CONSIGNES —
1. Selon le texte sur la monarchie marocaine, quel jour de la semaine le roi a-t-il prononcé son discours ?
2. Reprenez le texte sur la monarchie marocaine juste après sa dernière phrase.

Par Salah Elayoubi, 26 Août 2012
La semaine qui s’achève nous aura apporté l’enseignement
qu’au Maroc, la vie est un long fleuve, dont le lit charrie les
dictateurs de père en fils, sans assurance jamais, que les rejetons,
malgré tout ce que peut prétendre la génétique moderne, ne soient
meilleurs, ni plus intelligents que leurs géniteurs. Exception marocaine
oblige !
En moins de trois jours, nous avons eu droit au déroulement complet
de la panoplie de la dictature, entre beaux discours, allégeance
prétendue du peuple et coups de trique.
Lundi, le roi a entamé la semaine par un discours qu’il semblait,
découvrir pour la première fois, preuve s’il en était, que les promesses
qu’il contient, resteront une fois de plus lettre morte.
Mohammed VI y découvre que son pays compte beaucoup de jeunes et des
résidents à l’Etranger. Il omet de préciser que pendant plus d’une
décennie, il a envoyé aux premiers ses sicaires réprimer leurs
manifestations d’indignation et aux seconds, ses corrompus de tous
bords, encadrer leurs associations vidées de toute substance, pour en
faire les caisses de résonance du régime mafieux de Rabat.

DONNÉES —
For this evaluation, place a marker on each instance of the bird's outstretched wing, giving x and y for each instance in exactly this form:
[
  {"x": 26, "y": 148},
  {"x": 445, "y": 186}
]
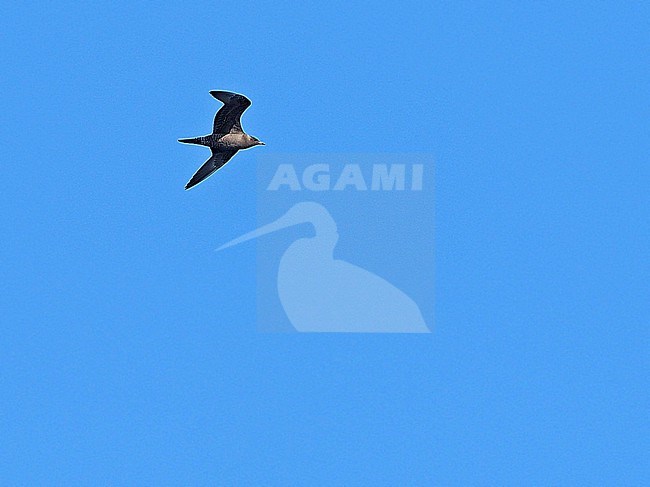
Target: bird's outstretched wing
[
  {"x": 218, "y": 159},
  {"x": 228, "y": 118}
]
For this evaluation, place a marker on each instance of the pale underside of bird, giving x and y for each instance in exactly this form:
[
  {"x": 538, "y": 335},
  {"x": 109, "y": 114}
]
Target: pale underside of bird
[{"x": 227, "y": 135}]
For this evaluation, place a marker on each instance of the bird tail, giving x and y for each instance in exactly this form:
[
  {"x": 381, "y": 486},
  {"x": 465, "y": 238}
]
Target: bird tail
[{"x": 195, "y": 140}]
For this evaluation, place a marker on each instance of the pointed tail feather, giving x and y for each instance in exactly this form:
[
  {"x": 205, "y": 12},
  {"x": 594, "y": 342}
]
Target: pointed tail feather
[
  {"x": 215, "y": 162},
  {"x": 194, "y": 140}
]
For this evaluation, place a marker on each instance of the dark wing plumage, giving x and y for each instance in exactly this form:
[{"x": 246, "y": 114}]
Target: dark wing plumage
[
  {"x": 218, "y": 160},
  {"x": 228, "y": 118}
]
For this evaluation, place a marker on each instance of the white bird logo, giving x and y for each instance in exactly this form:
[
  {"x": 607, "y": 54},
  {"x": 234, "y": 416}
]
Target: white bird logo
[{"x": 322, "y": 294}]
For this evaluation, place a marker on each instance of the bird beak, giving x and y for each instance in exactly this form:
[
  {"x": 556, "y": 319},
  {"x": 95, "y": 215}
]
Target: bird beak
[{"x": 279, "y": 224}]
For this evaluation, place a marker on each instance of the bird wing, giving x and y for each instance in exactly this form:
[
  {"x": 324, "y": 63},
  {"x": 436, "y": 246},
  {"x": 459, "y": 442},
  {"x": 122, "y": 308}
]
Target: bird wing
[
  {"x": 218, "y": 159},
  {"x": 228, "y": 118}
]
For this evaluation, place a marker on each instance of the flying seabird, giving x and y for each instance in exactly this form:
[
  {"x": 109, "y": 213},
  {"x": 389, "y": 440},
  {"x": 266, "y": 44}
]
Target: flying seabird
[{"x": 227, "y": 136}]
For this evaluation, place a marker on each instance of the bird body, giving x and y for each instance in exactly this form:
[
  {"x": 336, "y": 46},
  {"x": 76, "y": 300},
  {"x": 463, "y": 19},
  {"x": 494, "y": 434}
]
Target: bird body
[{"x": 227, "y": 135}]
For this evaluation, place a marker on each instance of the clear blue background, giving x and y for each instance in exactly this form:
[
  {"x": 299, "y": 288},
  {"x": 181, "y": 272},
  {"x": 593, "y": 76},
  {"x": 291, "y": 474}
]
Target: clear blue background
[{"x": 128, "y": 352}]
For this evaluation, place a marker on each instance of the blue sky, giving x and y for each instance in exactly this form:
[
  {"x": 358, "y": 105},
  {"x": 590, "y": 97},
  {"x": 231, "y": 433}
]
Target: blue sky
[{"x": 128, "y": 351}]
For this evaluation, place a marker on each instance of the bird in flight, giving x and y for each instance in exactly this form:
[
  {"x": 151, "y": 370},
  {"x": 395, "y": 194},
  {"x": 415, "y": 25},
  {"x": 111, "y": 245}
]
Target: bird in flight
[{"x": 227, "y": 136}]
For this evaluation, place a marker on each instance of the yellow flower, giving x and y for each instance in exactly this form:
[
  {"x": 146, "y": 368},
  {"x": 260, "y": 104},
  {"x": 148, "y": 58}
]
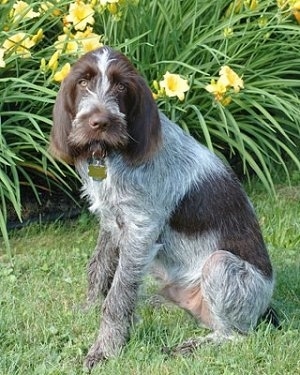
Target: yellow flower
[
  {"x": 80, "y": 14},
  {"x": 53, "y": 62},
  {"x": 61, "y": 75},
  {"x": 20, "y": 44},
  {"x": 22, "y": 10},
  {"x": 38, "y": 36},
  {"x": 174, "y": 85},
  {"x": 230, "y": 79},
  {"x": 106, "y": 2},
  {"x": 47, "y": 5},
  {"x": 88, "y": 40},
  {"x": 2, "y": 62}
]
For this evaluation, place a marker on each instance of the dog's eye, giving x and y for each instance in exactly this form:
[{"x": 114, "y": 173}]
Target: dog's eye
[
  {"x": 120, "y": 87},
  {"x": 83, "y": 82}
]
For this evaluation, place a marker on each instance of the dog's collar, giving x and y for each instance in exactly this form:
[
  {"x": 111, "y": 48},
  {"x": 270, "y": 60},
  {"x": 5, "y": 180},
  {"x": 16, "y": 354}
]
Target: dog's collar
[{"x": 96, "y": 166}]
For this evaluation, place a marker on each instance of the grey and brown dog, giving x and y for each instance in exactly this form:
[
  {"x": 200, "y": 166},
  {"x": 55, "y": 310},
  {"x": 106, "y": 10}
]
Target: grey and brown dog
[{"x": 166, "y": 204}]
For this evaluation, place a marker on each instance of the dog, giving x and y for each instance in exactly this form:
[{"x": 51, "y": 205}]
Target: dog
[{"x": 166, "y": 205}]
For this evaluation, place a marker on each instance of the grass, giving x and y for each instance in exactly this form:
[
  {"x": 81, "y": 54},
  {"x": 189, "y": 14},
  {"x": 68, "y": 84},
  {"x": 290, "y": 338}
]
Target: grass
[{"x": 42, "y": 331}]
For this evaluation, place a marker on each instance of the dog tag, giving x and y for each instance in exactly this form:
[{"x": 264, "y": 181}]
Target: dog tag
[{"x": 97, "y": 171}]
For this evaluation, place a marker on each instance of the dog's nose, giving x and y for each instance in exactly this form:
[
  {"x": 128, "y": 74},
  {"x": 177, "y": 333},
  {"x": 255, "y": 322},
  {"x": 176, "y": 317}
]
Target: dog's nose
[{"x": 98, "y": 121}]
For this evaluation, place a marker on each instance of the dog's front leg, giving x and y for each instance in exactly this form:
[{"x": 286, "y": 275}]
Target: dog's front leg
[
  {"x": 102, "y": 267},
  {"x": 118, "y": 307}
]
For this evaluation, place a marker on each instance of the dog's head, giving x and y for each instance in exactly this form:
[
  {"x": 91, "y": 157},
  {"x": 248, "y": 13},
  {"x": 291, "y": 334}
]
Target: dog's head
[{"x": 103, "y": 105}]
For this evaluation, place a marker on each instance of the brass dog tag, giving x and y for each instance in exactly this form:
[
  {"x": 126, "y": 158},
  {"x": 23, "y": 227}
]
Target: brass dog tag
[{"x": 97, "y": 171}]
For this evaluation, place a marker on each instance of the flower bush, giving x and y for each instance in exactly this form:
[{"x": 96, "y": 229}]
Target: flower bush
[{"x": 227, "y": 72}]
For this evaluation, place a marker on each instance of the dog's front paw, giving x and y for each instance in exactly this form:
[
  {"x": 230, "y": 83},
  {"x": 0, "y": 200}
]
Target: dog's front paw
[{"x": 94, "y": 356}]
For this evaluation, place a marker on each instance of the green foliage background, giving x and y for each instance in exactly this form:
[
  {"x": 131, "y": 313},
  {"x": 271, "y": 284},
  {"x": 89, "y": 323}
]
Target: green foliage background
[{"x": 258, "y": 132}]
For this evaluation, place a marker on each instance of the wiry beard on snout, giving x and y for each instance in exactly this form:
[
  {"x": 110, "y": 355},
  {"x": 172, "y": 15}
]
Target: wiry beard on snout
[{"x": 85, "y": 140}]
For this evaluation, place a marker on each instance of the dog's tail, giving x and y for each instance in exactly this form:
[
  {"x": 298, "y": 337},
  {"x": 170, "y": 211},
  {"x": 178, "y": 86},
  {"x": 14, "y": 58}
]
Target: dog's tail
[{"x": 271, "y": 316}]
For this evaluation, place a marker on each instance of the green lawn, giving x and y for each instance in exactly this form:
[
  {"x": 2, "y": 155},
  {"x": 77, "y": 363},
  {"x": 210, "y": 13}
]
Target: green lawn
[{"x": 42, "y": 330}]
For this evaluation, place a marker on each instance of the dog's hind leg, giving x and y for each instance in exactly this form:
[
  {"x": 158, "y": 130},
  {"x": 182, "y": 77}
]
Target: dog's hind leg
[
  {"x": 101, "y": 268},
  {"x": 231, "y": 297}
]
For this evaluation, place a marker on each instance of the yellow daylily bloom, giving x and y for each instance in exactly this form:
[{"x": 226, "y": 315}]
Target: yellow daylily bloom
[
  {"x": 230, "y": 79},
  {"x": 20, "y": 44},
  {"x": 88, "y": 40},
  {"x": 61, "y": 75},
  {"x": 38, "y": 36},
  {"x": 106, "y": 2},
  {"x": 80, "y": 15},
  {"x": 174, "y": 85}
]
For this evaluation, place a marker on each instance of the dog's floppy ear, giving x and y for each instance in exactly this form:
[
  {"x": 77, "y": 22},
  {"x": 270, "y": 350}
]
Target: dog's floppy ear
[
  {"x": 62, "y": 123},
  {"x": 143, "y": 121}
]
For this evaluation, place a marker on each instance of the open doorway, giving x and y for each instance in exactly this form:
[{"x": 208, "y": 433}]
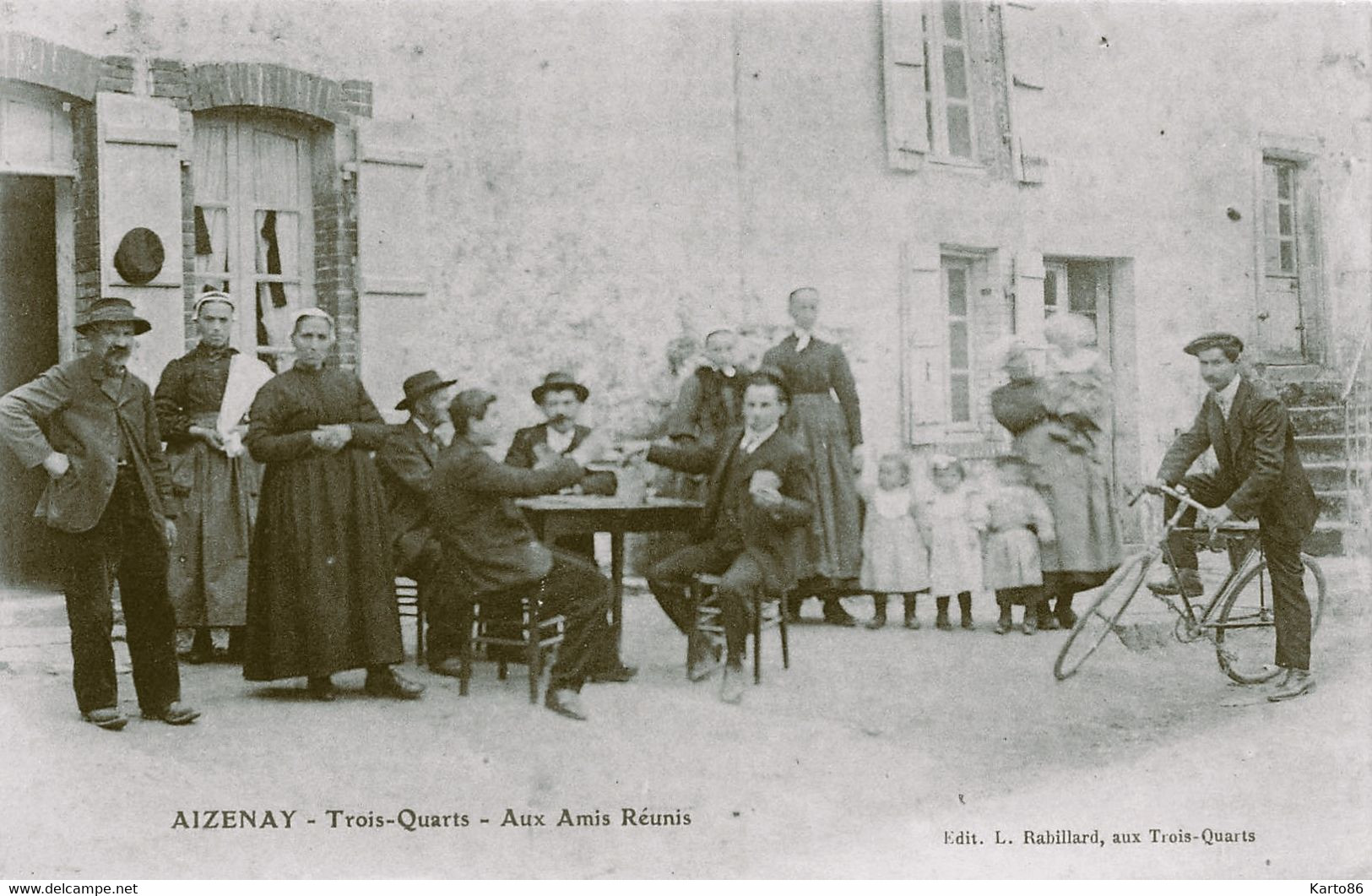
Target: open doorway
[{"x": 28, "y": 347}]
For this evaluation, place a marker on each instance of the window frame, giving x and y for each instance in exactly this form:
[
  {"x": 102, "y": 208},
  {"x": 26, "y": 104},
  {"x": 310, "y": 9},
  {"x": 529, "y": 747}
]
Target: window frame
[
  {"x": 241, "y": 206},
  {"x": 936, "y": 85}
]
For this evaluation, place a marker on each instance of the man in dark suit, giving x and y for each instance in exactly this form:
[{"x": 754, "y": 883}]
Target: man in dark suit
[
  {"x": 89, "y": 423},
  {"x": 406, "y": 465},
  {"x": 1260, "y": 475},
  {"x": 491, "y": 553},
  {"x": 560, "y": 397},
  {"x": 761, "y": 494}
]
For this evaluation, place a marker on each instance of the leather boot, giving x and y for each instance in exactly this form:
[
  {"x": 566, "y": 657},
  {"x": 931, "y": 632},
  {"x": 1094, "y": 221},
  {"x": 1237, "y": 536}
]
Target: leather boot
[
  {"x": 965, "y": 605},
  {"x": 911, "y": 621},
  {"x": 878, "y": 619},
  {"x": 941, "y": 621}
]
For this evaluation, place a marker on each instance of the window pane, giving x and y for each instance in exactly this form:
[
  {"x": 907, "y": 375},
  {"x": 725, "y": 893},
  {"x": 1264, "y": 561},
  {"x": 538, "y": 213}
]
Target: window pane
[
  {"x": 212, "y": 241},
  {"x": 958, "y": 345},
  {"x": 952, "y": 19},
  {"x": 959, "y": 132},
  {"x": 276, "y": 302},
  {"x": 278, "y": 243},
  {"x": 1272, "y": 256},
  {"x": 959, "y": 399},
  {"x": 958, "y": 291},
  {"x": 955, "y": 73}
]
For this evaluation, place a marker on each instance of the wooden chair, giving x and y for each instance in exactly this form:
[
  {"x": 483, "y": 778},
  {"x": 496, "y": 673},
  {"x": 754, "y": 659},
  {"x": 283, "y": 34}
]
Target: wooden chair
[
  {"x": 707, "y": 623},
  {"x": 412, "y": 606},
  {"x": 537, "y": 636}
]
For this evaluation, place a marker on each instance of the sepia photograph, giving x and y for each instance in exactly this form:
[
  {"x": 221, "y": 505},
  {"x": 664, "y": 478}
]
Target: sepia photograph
[{"x": 685, "y": 439}]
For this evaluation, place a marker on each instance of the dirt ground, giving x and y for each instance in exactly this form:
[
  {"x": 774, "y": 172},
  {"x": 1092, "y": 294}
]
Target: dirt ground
[{"x": 873, "y": 757}]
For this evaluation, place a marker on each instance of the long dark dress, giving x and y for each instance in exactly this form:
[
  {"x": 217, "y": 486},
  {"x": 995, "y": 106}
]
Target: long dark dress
[
  {"x": 825, "y": 417},
  {"x": 208, "y": 577},
  {"x": 322, "y": 595}
]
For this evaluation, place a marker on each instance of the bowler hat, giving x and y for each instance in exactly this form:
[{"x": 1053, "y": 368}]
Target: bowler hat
[
  {"x": 138, "y": 257},
  {"x": 116, "y": 312},
  {"x": 419, "y": 386},
  {"x": 1214, "y": 340},
  {"x": 559, "y": 380}
]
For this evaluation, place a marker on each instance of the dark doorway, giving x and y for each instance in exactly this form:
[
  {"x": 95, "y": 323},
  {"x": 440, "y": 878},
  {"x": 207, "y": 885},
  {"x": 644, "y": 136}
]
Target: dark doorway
[{"x": 28, "y": 347}]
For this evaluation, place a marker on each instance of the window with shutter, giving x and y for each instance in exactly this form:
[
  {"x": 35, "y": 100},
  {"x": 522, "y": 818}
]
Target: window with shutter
[
  {"x": 138, "y": 160},
  {"x": 254, "y": 223},
  {"x": 393, "y": 254}
]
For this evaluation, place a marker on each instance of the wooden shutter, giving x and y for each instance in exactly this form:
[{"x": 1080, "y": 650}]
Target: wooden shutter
[
  {"x": 138, "y": 160},
  {"x": 903, "y": 69},
  {"x": 924, "y": 344},
  {"x": 1028, "y": 289},
  {"x": 1028, "y": 43},
  {"x": 393, "y": 256}
]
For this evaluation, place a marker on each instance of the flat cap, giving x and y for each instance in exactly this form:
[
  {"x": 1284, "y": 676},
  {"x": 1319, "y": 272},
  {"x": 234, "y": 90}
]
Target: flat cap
[{"x": 1214, "y": 340}]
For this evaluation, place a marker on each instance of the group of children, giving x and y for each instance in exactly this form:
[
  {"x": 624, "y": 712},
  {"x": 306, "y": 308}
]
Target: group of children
[{"x": 954, "y": 540}]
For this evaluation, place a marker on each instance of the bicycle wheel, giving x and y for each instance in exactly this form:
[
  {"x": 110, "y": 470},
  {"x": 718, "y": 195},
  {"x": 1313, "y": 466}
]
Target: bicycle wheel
[
  {"x": 1245, "y": 633},
  {"x": 1099, "y": 619}
]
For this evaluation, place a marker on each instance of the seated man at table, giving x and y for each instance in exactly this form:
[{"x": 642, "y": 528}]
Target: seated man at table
[
  {"x": 491, "y": 553},
  {"x": 759, "y": 498},
  {"x": 560, "y": 397}
]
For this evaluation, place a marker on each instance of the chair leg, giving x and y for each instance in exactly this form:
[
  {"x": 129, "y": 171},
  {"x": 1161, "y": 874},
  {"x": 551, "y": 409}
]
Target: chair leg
[
  {"x": 785, "y": 643},
  {"x": 757, "y": 637},
  {"x": 534, "y": 652},
  {"x": 693, "y": 633},
  {"x": 469, "y": 632}
]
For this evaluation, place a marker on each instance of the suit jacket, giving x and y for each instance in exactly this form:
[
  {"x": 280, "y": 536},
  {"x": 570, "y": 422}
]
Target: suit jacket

RÉPONSES —
1. Le lundi.

2.
Les promesses n’engageant que ceux qui veulent bien y croire, la
monarchie marocaine promet tout et tient son contraire depuis si
longtemps, qu’elle en a perdu toute crédibilité, d’autant que la crise
économique qui n’aura épargné aucun pays interdit pour un bon moment,
de croire à la véracité de tout projet de redressement.
Tant de balivernes bégayées, n’auront donc trompé personne, le seul
but de l’exercice étant de faire naviguer les esprits de nos
compatriotes, d’illusions perdues en espérance prochaine.
Mardi, à Rabat et plus précisément dans l’enceinte du Méchouar,
dont la légende véhiculée par le Makhzen voudrait qu’il soit heureux,
se déroulait une cérémonie dont le monde entier nous envie la
bouffonnerie. Une sorte de « Djellaba-party », donnée par le locataire
des lieux. Il s’agissait de se déguiser tout comme le feraient des
enfants, un mercredi après-midi. Sauf que là, il n’était plus question
de gigoter au rythme de la danse du canard, déguster des nougats et
siroter des jus de fruits, mais de rendre un hommage appuyé et éhonté à
un seul homme, sous la forme d’une prosternation qui n’a rien à envier à
celle due aux divinités. Et pour mieux s’apparenter à un corps divin,
l’acteur principal de cette abomination, s’était paré d’une tenue jaune
canari, qui rendrait jaloux l’astre solaire lui-même.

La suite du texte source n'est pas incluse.